Assigned task 1 - According to the passage on collective tenure rights, how much of the global landmass do the collective land claims of indigenous peoples and local communities cover?
Assigned task 2 - Name every factor to which the passage on collective tenure rights says more effective forest stewardship by indigenous peoples and local communities is usually attributed.
Assigned task 3 - Continue the passage on collective tenure rights and REDD+ after its final sentence.

• FAO

Collective Tenure Rights: Realising the potential for REDD+ and sustainable development

Updated: Mar 21


(©UN-REDD )


The collective land claims of indigenous peoples and local communities cover more than half the global landmass, including some of the most important and biodiverse forest areas in the developing world. Recognising and securing these collective tenure rights would make a substantial contribution to reducing deforestation and forest degradation. Secure tenure systems have also been recognised for leading to transformational changes in the landscape for long-term climate change mitigation and to activities that enhance sustainable development.


There are multiple reasons for governments and institutions to prioritise collective tenure rights while moving forward with their REDD+ actions:

  1. Secure collective tenure rights strongly correlate with reduced deforestation and forest degradation. There is a growing consensus and increasing scientific evidence that tenure security is an enabling factor in reducing deforestation and degradation. More effective forest stewardship by indigenous peoples and local communities is usually attributed to their active participation in forest governance, their direct benefits from forest products and their desire to maintain the resource for future generations. Their in-depth knowledge of the forest and spiritual and religious connections with nature also have positive impacts.

Data -
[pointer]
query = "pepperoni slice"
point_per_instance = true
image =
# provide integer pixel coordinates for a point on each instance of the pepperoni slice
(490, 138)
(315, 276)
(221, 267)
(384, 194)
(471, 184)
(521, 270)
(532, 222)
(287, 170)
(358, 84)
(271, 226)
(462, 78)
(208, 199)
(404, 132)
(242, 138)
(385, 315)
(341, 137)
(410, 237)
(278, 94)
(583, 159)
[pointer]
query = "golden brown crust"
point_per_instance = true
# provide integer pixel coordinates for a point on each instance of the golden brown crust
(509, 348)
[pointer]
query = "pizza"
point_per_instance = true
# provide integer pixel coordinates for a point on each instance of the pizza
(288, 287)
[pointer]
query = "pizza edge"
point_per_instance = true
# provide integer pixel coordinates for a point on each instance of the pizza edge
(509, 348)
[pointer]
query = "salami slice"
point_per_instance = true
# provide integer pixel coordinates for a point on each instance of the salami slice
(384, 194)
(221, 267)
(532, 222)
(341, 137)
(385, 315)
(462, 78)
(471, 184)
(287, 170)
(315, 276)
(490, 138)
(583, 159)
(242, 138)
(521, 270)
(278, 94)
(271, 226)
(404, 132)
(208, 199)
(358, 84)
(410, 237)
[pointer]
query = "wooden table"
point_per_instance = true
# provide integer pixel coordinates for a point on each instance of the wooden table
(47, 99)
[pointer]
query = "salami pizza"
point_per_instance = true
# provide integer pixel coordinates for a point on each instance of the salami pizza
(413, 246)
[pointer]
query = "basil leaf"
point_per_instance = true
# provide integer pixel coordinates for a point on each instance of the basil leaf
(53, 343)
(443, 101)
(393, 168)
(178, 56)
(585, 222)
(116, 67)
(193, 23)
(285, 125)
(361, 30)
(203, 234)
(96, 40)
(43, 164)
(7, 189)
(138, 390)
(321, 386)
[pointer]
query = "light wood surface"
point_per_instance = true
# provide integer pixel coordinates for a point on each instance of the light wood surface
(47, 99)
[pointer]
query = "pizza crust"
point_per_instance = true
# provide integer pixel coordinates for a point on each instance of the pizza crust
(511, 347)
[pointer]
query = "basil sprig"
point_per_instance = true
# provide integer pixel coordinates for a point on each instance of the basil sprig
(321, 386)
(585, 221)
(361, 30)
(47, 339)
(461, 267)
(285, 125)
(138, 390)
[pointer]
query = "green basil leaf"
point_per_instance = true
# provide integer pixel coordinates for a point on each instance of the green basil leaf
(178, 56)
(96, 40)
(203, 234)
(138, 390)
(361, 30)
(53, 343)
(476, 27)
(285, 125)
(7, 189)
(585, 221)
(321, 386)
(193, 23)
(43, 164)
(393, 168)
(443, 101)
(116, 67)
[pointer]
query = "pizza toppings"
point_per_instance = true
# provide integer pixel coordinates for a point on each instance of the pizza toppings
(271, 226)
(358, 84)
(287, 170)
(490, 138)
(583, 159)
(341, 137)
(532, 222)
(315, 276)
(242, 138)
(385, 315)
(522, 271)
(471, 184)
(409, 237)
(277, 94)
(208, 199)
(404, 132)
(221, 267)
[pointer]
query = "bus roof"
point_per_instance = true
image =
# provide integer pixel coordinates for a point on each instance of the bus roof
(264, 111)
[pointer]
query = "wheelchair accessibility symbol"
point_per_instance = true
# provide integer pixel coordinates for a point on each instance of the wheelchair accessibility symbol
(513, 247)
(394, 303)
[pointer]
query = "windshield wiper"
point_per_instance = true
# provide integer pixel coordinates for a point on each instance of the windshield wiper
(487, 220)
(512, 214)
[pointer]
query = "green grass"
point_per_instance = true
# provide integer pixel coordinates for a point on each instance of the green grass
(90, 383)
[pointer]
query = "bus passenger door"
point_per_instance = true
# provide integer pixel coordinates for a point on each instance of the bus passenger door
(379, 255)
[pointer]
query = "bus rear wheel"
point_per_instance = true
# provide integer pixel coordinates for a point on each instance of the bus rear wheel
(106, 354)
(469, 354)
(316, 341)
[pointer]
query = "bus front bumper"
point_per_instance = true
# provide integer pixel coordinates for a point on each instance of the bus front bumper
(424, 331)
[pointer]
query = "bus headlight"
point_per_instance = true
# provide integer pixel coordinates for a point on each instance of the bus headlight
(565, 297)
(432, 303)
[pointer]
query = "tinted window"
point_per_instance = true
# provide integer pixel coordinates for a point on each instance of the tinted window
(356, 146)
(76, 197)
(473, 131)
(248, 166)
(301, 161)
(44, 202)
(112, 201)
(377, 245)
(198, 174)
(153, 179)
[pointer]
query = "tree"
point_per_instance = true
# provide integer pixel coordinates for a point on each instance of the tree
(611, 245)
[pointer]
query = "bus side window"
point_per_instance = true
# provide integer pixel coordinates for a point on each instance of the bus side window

Exercise output 1 - More than half of the global landmass.

Exercise output 2 -
- Their active participation in forest governance
- Their direct benefits from forest products
- Their desire to maintain the resource for future generations

Exercise output 3 -
  2. Investing in recognition of collective tenure rights is cost-effective. Recent studies have analysed the cost-effectiveness of financing secure collective tenure rights compared with other strategies that promote sustainable forest management and carbon stock maintenance. Those studies show that investments in collective tenure rights generally have lower costs and higher benefits. Local communities and indigenous peoples spend less money per hectare than conventional conservation programmes, such as protected area management, yet are likely to achieve at least equivalent conservation outcomes.

  3. Indigenous peoples and local communities manage vast amounts of land and carbon. The land managed by indigenous peoples and local communities is significant in terms of carbon stocks. According to the Rights and Resources Initiative, forests in the territories of indigenous peoples and local communities assessed in 64 countries account for 69 percent of the world’s forest cover and contain 17.1 percent of the above-ground carbon stored in tropical forests. This represents more than 250 times the amount of carbon dioxide emitted by global air travel in 2015. Whether formally or informally recognised, these vast landholdings of indigenous peoples and local communities underline the significance of addressing barriers to their sustainable management under REDD+.

  4. Secure collective tenure rights contribute to enhanced biodiversity and ecosystem services. The collectively managed lands of indigenous peoples and local communities contain the vast majority of the world’s genetic resources. Indigenous peoples’ territories also overlap with about 40 percent of all terrestrial protected areas. Their traditional management systems are highly compatible with biodiversity conservation. Other ecosystem services are also enhanced through management by communities and indigenous peoples, such as hydrological services, nutrient retention, regulation of local climate dynamics and pollination.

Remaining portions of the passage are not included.